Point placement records
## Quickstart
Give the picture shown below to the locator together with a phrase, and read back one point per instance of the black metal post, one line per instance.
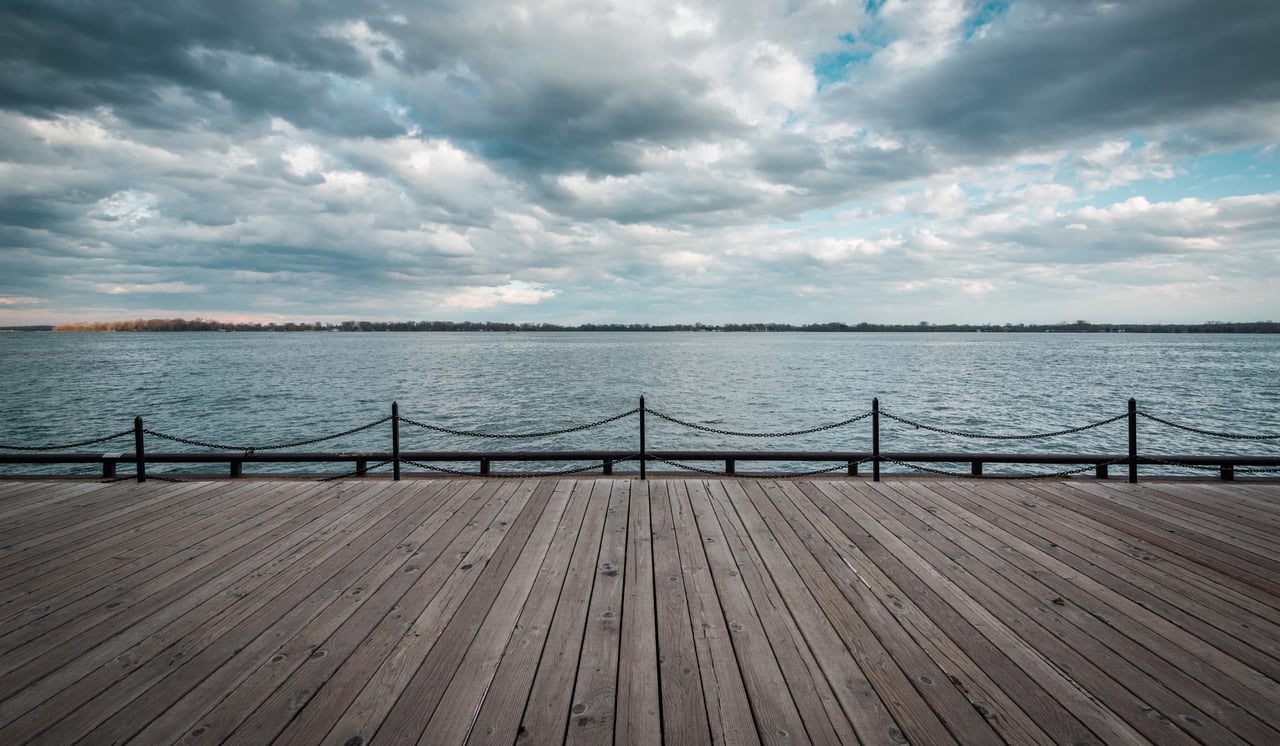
(644, 456)
(138, 451)
(876, 439)
(1133, 440)
(394, 440)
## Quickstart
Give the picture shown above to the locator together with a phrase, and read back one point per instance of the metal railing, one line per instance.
(236, 456)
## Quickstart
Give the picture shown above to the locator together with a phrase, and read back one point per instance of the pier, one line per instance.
(662, 611)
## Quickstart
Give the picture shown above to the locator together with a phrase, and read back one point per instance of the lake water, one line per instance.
(266, 388)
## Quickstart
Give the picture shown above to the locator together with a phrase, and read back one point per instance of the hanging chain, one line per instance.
(986, 436)
(512, 435)
(718, 431)
(1210, 433)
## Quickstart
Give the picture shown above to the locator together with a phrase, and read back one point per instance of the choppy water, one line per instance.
(260, 389)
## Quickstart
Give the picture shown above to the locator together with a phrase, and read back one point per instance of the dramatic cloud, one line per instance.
(649, 160)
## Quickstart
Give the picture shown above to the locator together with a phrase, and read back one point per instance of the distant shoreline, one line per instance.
(497, 326)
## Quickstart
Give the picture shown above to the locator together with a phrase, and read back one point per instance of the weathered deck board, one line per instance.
(643, 612)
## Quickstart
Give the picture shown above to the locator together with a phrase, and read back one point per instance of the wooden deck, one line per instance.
(670, 611)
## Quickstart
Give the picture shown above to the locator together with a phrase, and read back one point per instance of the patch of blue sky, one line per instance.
(986, 14)
(835, 67)
(832, 68)
(1210, 177)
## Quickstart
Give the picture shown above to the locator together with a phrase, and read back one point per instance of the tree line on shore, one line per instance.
(209, 325)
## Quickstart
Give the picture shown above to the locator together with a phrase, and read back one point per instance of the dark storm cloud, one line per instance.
(611, 161)
(260, 58)
(1056, 72)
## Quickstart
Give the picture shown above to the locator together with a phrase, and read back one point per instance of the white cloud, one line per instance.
(513, 293)
(583, 161)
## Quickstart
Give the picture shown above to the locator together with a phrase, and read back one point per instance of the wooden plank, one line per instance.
(498, 719)
(229, 649)
(109, 630)
(723, 689)
(357, 651)
(265, 701)
(1009, 681)
(777, 718)
(595, 690)
(547, 713)
(97, 532)
(858, 698)
(684, 709)
(1022, 575)
(408, 719)
(903, 674)
(1244, 568)
(1170, 645)
(144, 641)
(639, 718)
(456, 713)
(371, 712)
(83, 571)
(817, 704)
(1214, 612)
(269, 612)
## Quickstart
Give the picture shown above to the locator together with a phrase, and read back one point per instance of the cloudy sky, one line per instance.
(640, 160)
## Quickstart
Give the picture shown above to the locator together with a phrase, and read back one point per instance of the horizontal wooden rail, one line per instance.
(731, 460)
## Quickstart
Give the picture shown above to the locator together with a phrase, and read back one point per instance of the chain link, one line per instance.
(986, 436)
(351, 474)
(1207, 467)
(250, 449)
(1210, 433)
(718, 431)
(512, 435)
(777, 475)
(65, 445)
(1002, 476)
(516, 475)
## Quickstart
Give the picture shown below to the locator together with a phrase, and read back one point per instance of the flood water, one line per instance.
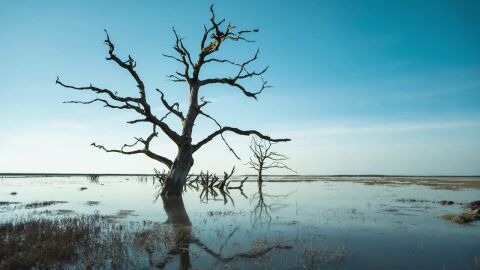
(328, 223)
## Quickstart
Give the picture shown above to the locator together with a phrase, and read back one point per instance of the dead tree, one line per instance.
(264, 158)
(216, 35)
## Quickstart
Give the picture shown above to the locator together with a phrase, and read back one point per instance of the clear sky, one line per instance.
(387, 87)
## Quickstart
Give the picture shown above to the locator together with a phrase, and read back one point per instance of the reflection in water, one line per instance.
(261, 213)
(94, 178)
(178, 218)
(182, 231)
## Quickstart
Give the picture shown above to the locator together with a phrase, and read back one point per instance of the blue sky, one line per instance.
(389, 87)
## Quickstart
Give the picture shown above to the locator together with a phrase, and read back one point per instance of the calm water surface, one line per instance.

TASK INSTRUCTIONS:
How many lines of the material above contain the word "deck"? Reply with the number alone.

TASK OUTPUT:
2